PROBLEM STATEMENT: Please reproduce every line from the one containing "segment --target=garden bed" through the end of the items, offsetting each polygon coordinate by -95 and leaving all other text unchanged.

SUPPLIED DATA:
= = = =
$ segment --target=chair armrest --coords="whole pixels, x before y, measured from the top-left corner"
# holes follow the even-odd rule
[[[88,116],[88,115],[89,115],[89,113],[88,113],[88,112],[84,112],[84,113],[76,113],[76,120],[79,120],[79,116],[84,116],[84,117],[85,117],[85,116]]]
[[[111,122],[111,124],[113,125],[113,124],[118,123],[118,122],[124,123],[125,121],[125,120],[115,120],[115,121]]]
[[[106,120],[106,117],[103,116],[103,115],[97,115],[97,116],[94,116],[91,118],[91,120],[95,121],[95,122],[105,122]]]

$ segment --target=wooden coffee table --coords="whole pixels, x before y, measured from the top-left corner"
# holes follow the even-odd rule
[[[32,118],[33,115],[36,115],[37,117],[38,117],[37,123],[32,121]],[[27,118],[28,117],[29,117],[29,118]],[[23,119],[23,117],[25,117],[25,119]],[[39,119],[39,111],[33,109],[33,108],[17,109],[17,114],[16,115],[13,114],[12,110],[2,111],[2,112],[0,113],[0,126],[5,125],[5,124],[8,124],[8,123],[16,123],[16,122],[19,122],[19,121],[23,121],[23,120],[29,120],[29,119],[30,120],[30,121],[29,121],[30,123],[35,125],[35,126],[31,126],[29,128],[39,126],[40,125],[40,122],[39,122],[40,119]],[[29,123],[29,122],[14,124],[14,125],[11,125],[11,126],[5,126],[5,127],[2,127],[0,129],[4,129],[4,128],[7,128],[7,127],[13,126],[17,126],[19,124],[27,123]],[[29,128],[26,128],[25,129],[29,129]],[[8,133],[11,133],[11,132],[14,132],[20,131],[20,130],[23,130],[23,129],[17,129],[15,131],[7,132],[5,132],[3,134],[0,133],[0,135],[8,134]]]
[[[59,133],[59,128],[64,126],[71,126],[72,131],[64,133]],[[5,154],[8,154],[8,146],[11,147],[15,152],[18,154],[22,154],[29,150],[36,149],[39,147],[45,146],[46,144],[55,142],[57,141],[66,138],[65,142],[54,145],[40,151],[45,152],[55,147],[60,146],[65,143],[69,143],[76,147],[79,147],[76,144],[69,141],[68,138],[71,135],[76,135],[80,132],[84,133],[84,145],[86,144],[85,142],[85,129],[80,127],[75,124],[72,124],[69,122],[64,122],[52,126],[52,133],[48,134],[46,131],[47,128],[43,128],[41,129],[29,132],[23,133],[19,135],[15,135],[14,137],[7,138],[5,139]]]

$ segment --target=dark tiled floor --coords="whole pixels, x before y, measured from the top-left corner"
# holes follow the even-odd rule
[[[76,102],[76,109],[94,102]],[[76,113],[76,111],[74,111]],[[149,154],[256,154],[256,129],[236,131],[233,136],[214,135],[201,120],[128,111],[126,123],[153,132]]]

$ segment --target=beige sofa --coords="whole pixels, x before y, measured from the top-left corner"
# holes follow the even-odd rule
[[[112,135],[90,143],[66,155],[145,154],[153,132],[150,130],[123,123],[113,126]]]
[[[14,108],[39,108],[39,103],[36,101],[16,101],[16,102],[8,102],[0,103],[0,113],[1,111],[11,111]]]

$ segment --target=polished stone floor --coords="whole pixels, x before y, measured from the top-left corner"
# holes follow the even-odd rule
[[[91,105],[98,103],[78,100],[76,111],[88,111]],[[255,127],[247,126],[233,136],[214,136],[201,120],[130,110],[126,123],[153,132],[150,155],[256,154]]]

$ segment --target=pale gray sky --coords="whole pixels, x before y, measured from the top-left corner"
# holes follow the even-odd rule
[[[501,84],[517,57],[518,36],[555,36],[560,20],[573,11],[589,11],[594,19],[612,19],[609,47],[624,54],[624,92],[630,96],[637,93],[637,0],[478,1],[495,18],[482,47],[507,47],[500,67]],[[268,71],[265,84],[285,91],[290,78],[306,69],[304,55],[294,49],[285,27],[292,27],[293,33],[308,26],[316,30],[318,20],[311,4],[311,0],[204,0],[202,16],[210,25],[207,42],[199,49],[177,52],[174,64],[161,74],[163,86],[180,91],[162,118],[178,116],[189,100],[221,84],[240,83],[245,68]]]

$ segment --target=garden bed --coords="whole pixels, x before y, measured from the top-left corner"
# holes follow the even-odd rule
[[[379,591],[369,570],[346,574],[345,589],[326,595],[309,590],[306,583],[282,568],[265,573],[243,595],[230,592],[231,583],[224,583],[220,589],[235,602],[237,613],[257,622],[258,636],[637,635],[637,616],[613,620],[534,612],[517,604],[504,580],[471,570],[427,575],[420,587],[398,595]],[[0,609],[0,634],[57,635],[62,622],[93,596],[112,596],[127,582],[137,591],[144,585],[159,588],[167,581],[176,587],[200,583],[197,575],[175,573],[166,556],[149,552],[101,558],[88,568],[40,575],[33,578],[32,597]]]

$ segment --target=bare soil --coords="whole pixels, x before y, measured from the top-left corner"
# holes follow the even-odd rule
= = = =
ANSWER TO THE EXERCISE:
$ segment --target=garden bed --coords="whole pixels, x before y, measured from the top-left corner"
# holes follow the even-odd rule
[[[284,496],[274,475],[251,479],[250,494],[231,500],[214,495],[211,488],[187,473],[170,478],[148,500],[135,497],[136,488],[129,488],[125,494],[140,507],[142,518],[162,527],[163,541],[542,540],[542,521],[518,525],[439,517],[422,509],[409,485],[376,475],[332,480],[325,492],[303,500]],[[-95,514],[-95,539],[-38,540],[-33,527],[-2,501],[17,501],[32,487],[42,496],[49,490],[64,493],[72,486],[81,492],[105,488],[102,480],[80,478],[71,461],[54,457],[6,463],[-7,473],[-55,480],[-62,483],[-63,502]]]

$ segment --target=bare soil --coords="whole pixels, x before y, measured from the top-left corner"
# holes follow the even-odd rule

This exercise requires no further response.